**Data shown**
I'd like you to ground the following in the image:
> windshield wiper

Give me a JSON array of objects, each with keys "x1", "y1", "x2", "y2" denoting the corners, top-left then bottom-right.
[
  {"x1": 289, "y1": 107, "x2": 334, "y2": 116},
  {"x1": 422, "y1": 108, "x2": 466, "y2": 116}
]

**Brief**
Copy all the entries above word for word, keeping every line as it is.

**Correct response**
I'd like you to ground the following in the image:
> windshield wiper

Give me a JSON array of objects, each with keys "x1", "y1", "x2", "y2" denoting the corners, top-left then bottom-right.
[
  {"x1": 289, "y1": 107, "x2": 334, "y2": 116},
  {"x1": 422, "y1": 108, "x2": 466, "y2": 116}
]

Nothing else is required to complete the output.